Text shown>
A pair of transistors connected as a differential amplifier have their emitter electrodes connected to a first transistor current source and their collector electrodes separately connected to a second transistor current source by respective resistors having a ratio inversely proportional to the respective collector currents flowing therethrough. The differential amplifier gain is varied by varying the current level of the first transistor current source. Second amplifier means causes the second transistor current source to produce current levels which maintain the ratio of the collector currents constant with variations in the differential amplifier gain. A pair of equal valued resistors couple the collector electrodes to output terminals. The second amplifier means is coupled to both sides of the equal valued resistors and is effective to reduce common mode current flow through the resistors substantially to zero.
A major problem in direct current variable gain systems is the tendency for the gain control signal to be converted to a spurious output signal. The present application describes a circuit configuration characterized by a particularly efiective isolation of the gain control circuit from the output circuit.
Accordingly, it is a primary object of the present invention to provide improved signal amplifying apparatus with variable gain control.
In a preferred embodiment, the gain of a differential amplifier is controlled by applying a common mode gain control signal to a transistor current source in the emitter circuit of the amplifier. The ratio of the collector currents of the amplifier is maintained substantially constant by a negative feedback circuit when the gain of the amplifier is varied. A resistance network is provided in the feedback circuit for preventing the occurrence of a differential voltage at the collector electrodes when the collector currents vary with variations in gain. Means including the feedback circuit are provided to isolate the differential amplifier from a second cascade connected differential amplifier.

Data records>
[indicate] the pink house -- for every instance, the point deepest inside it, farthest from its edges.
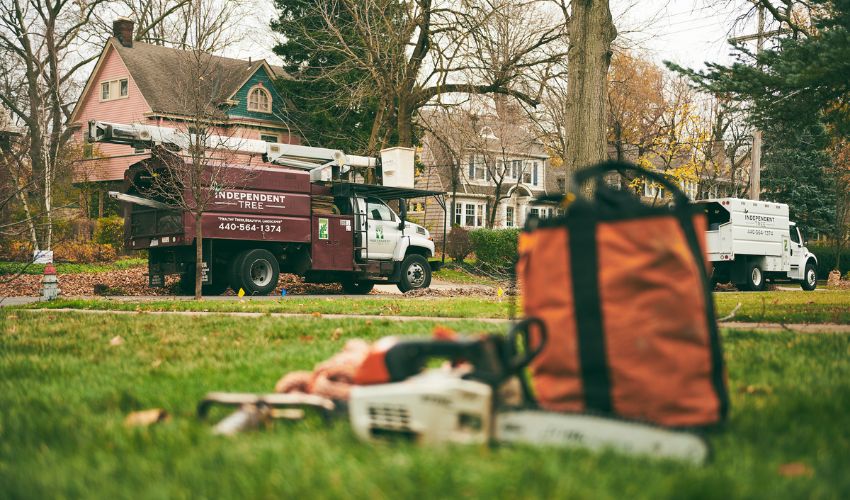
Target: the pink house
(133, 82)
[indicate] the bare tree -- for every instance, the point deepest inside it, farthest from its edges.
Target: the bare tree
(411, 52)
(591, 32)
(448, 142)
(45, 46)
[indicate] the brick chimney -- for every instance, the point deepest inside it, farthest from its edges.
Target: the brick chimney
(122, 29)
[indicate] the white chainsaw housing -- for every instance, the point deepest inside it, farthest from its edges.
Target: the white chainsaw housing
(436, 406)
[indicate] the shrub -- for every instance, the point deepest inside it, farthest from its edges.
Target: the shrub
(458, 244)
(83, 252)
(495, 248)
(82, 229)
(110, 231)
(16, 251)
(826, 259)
...
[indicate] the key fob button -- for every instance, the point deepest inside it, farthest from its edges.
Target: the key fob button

Exercise instructions>
A. How would you render this sentence from the differential amplifier text in Spanish: "Accordingly, it is a primary object of the present invention to provide improved signal amplifying apparatus with variable gain control."
B. From the differential amplifier text, output the passage that begins at the words "A major problem" and stops after "variable gain control.", unchanged.
C. In the preferred embodiment described in the differential amplifier text, what keeps the ratio of the collector currents substantially constant when the gain is varied?
Answer from the text alone; the data plays no part.

Solutions>
A. En consecuencia, un objeto principal de la presente invención es proporcionar un aparato amplificador de señales mejorado con control de ganancia variable.

B.
A major problem in direct current variable gain systems is the tendency for the gain control signal to be converted to a spurious output signal. The present application describes a circuit configuration characterized by a particularly efiective isolation of the gain control circuit from the output circuit.
Accordingly, it is a primary object of the present invention to provide improved signal amplifying apparatus with variable gain control.

C. A negative feedback circuit.